__AIM OF THE EXERCISE__
Copy all of the items below word for word, line by line. Leave out the pictures.

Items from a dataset
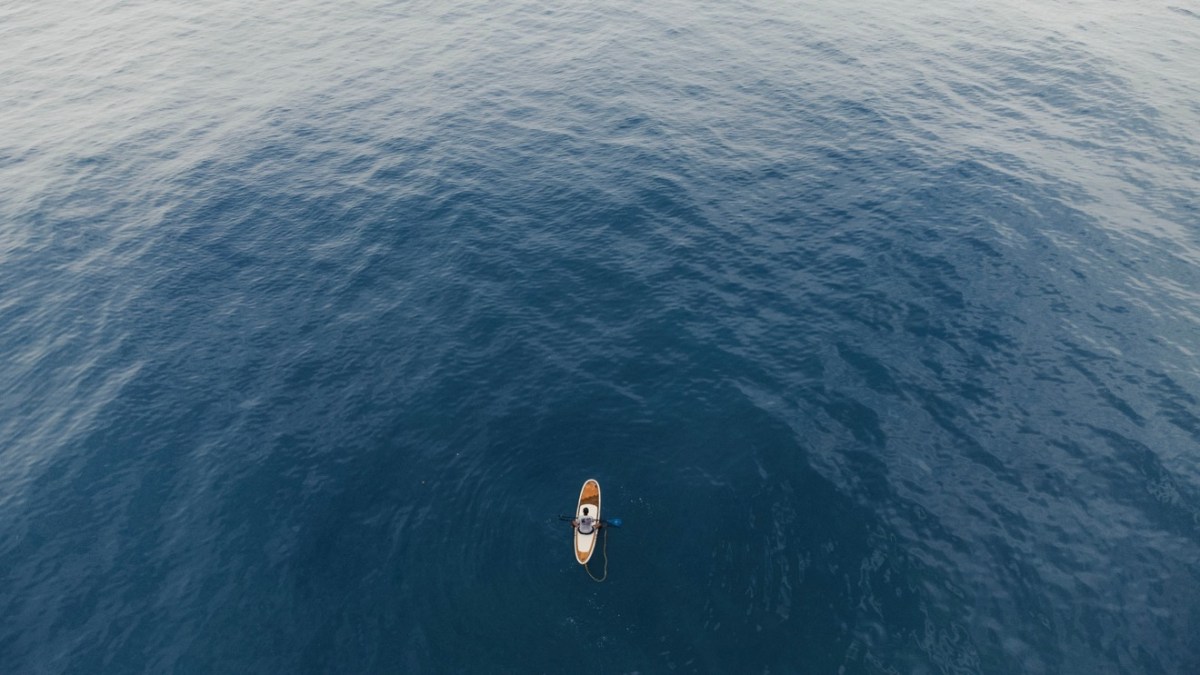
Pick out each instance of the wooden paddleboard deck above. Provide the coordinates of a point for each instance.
(588, 507)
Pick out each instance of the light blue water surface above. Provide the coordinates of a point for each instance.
(877, 323)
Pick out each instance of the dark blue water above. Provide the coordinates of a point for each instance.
(880, 327)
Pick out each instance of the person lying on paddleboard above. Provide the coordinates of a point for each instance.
(587, 525)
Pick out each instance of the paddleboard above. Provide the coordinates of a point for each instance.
(588, 507)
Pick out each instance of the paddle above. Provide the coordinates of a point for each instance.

__SOLUTION TO THIS PROBLEM__
Pick out each instance of the wooden paddleboard deck above. Provide the coordinates of a point for each instance.
(588, 507)
Pick out each instance of the light blue water surface above. Provide the coordinates of a point for each instance.
(877, 323)
Pick out each instance of the dark blue water above. Provide the coordinates of a point for each instance.
(880, 327)
Pick out each instance of the person lying on paddleboard above. Provide the coordinates of a point for each instance.
(587, 525)
Pick out each instance of the paddleboard above. Provide the coordinates of a point for each instance.
(588, 507)
Pick out each instance of the paddle above. Provide the coordinates of a point for each instance.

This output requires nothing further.